* _WHAT YOU WILL DO_:
Beneath this instruction is a listing. Transcribe from it only the stretch from the line with "positive clicks: (191, 182)" through the line with "box: [67, 0, 471, 85]", both end lines included, exactly as written.

== Segment start ==

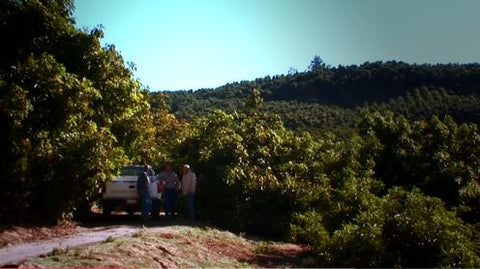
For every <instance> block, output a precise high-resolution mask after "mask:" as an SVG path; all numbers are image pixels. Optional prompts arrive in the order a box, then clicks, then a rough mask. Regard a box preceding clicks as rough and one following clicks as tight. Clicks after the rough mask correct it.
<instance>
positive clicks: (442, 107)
mask: <svg viewBox="0 0 480 269" xmlns="http://www.w3.org/2000/svg"><path fill="white" fill-rule="evenodd" d="M252 88H258V89H259V90H260V93H261V96H262V98H263V99H264V100H265V104H264V106H263V108H262V110H263V111H264V112H273V113H276V114H279V115H280V116H281V117H282V119H283V121H284V122H285V125H286V126H287V127H289V128H291V129H295V130H310V131H312V132H313V133H316V132H319V131H321V130H333V131H339V130H344V129H345V128H351V127H352V126H353V124H354V123H355V118H356V117H355V115H357V114H358V112H359V111H360V110H361V109H363V108H367V109H374V110H391V111H394V112H396V113H400V114H403V115H404V116H406V117H407V118H411V119H422V118H423V119H429V118H430V117H431V116H432V115H438V116H440V117H443V116H445V115H446V114H449V115H451V116H452V117H453V118H454V119H455V120H456V121H458V122H475V123H479V121H480V117H479V111H480V110H479V109H480V106H479V104H480V102H479V99H478V98H479V96H478V95H479V93H480V65H479V64H436V65H430V64H422V65H417V64H407V63H403V62H396V61H391V62H374V63H369V62H367V63H364V64H362V65H360V66H357V65H351V66H338V67H330V66H326V65H325V64H323V63H322V62H321V63H319V64H318V63H317V64H315V63H314V61H312V65H311V67H310V69H309V70H308V71H306V72H300V73H298V72H296V73H290V74H289V75H279V76H273V77H270V76H266V77H264V78H258V79H256V80H254V81H242V82H234V83H229V84H226V85H224V86H221V87H218V88H216V89H200V90H198V91H191V90H190V91H175V92H165V93H166V94H167V95H168V97H169V103H170V107H171V112H172V113H174V114H175V115H176V116H178V117H180V118H184V119H192V118H195V117H197V116H202V115H206V114H207V113H209V112H211V111H213V110H214V109H217V108H220V109H222V110H224V111H227V112H233V111H241V110H242V109H243V99H244V98H246V97H248V95H249V94H250V92H251V89H252ZM157 94H158V93H157Z"/></svg>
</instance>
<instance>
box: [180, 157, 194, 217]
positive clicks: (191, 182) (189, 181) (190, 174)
mask: <svg viewBox="0 0 480 269" xmlns="http://www.w3.org/2000/svg"><path fill="white" fill-rule="evenodd" d="M196 187H197V176H196V175H195V174H194V173H193V172H192V170H191V169H190V165H188V164H185V165H184V166H183V176H182V193H183V195H184V196H185V197H186V199H185V200H186V201H185V205H186V208H187V212H188V217H189V219H190V220H192V221H193V220H195V190H196Z"/></svg>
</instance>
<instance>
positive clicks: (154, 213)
mask: <svg viewBox="0 0 480 269" xmlns="http://www.w3.org/2000/svg"><path fill="white" fill-rule="evenodd" d="M141 173H143V166H142V165H127V166H124V167H123V169H122V172H121V173H120V175H119V176H118V177H116V178H115V179H114V180H112V181H109V182H107V184H106V185H105V188H104V193H103V196H102V200H103V214H104V215H105V216H109V215H110V214H111V213H112V211H114V210H123V211H126V212H127V213H128V214H129V215H133V214H134V213H135V212H136V211H140V198H139V197H138V192H137V179H138V176H139V175H140V174H141ZM148 177H149V178H150V181H151V183H150V185H149V192H150V197H152V216H154V217H156V216H158V214H159V213H160V208H161V207H162V191H163V185H162V183H161V182H159V179H158V176H156V175H155V171H153V169H152V168H149V170H148Z"/></svg>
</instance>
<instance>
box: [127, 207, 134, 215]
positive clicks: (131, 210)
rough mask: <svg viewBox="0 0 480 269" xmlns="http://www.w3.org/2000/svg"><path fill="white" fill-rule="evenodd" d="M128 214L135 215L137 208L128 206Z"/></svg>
mask: <svg viewBox="0 0 480 269" xmlns="http://www.w3.org/2000/svg"><path fill="white" fill-rule="evenodd" d="M127 214H128V215H129V216H133V215H134V214H135V209H133V208H128V209H127Z"/></svg>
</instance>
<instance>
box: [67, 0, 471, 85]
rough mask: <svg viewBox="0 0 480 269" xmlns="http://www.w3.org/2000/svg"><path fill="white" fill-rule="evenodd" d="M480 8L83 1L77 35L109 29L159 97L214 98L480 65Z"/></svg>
mask: <svg viewBox="0 0 480 269" xmlns="http://www.w3.org/2000/svg"><path fill="white" fill-rule="evenodd" d="M477 10H480V1H475V0H462V1H455V2H453V1H447V0H425V1H412V0H408V1H380V0H365V1H354V0H342V1H315V0H300V1H288V0H282V1H275V0H262V1H253V0H245V1H220V0H209V1H202V2H197V1H169V0H165V1H154V0H145V1H138V2H130V1H125V0H122V1H115V5H109V3H108V2H107V1H101V2H99V1H93V0H78V1H76V11H75V14H74V17H75V19H76V21H77V26H78V27H89V28H92V27H94V26H96V25H100V24H102V25H103V26H104V28H105V38H104V40H103V44H106V43H108V44H114V45H115V46H116V48H117V49H118V50H119V51H120V52H121V54H122V55H123V57H124V59H125V61H126V62H128V61H132V62H134V63H135V64H136V66H137V71H136V72H135V77H137V78H139V79H140V81H141V82H142V84H144V85H145V86H149V87H150V90H152V91H164V90H190V89H193V90H196V89H201V88H215V87H218V86H221V85H224V84H226V83H230V82H235V81H243V80H252V79H255V78H261V77H265V76H274V75H281V74H286V73H287V72H288V70H289V68H291V67H292V68H295V69H297V70H298V71H304V70H305V69H307V67H308V65H309V63H310V61H311V60H312V59H313V57H314V56H315V55H319V56H320V57H321V58H322V59H323V60H324V61H325V62H326V63H327V64H329V65H332V66H338V65H353V64H356V65H358V64H362V63H364V62H374V61H390V60H395V61H402V62H406V63H418V64H422V63H430V64H436V63H474V62H479V61H480V35H478V33H477V32H478V30H477V27H476V11H477Z"/></svg>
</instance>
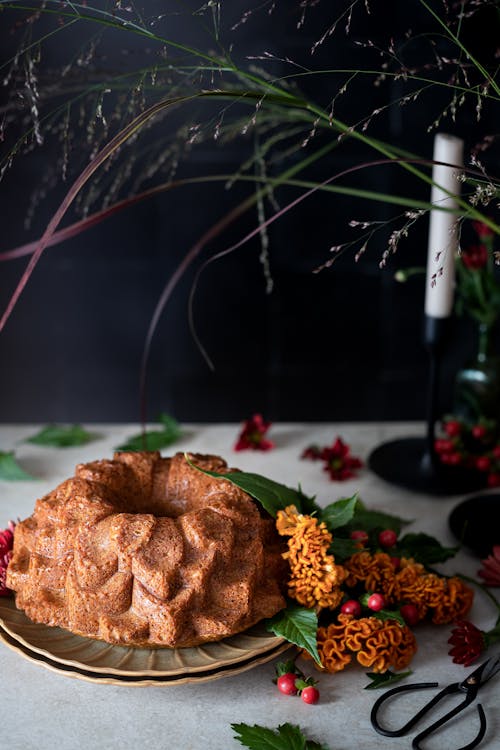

== Segment end ==

* _WRITTEN SOLUTION_:
positive clicks: (191, 182) (189, 181) (190, 174)
mask: <svg viewBox="0 0 480 269" xmlns="http://www.w3.org/2000/svg"><path fill="white" fill-rule="evenodd" d="M196 187H197V176H196V175H195V174H194V173H193V172H192V170H191V169H190V165H188V164H185V165H184V166H183V176H182V193H183V195H184V196H185V197H186V199H185V200H186V201H185V205H186V208H187V212H188V217H189V219H190V220H192V221H193V220H195V190H196Z"/></svg>
</instance>
<instance>
positive clicks: (154, 213)
mask: <svg viewBox="0 0 480 269" xmlns="http://www.w3.org/2000/svg"><path fill="white" fill-rule="evenodd" d="M141 173H143V166H142V165H127V166H124V167H123V169H122V172H121V173H120V175H119V176H118V177H116V178H115V179H114V180H112V181H109V182H107V184H106V185H105V188H104V193H103V196H102V200H103V214H104V215H105V216H109V215H110V214H111V213H112V211H114V210H123V211H126V212H127V213H128V214H129V215H133V214H134V213H135V212H136V211H140V198H139V197H138V192H137V179H138V176H139V175H140V174H141ZM148 177H149V178H150V181H151V183H150V185H149V192H150V197H152V216H154V217H156V216H158V214H159V213H160V208H161V207H162V191H163V185H162V183H161V182H159V179H158V176H156V175H155V171H153V169H152V168H149V170H148Z"/></svg>
</instance>
<instance>
box: [127, 207, 134, 215]
positive clicks: (131, 210)
rough mask: <svg viewBox="0 0 480 269" xmlns="http://www.w3.org/2000/svg"><path fill="white" fill-rule="evenodd" d="M128 214L135 215L137 208L128 206Z"/></svg>
mask: <svg viewBox="0 0 480 269" xmlns="http://www.w3.org/2000/svg"><path fill="white" fill-rule="evenodd" d="M127 214H128V215H129V216H133V215H134V214H135V209H133V208H128V209H127Z"/></svg>
</instance>
<instance>
box: [67, 0, 471, 85]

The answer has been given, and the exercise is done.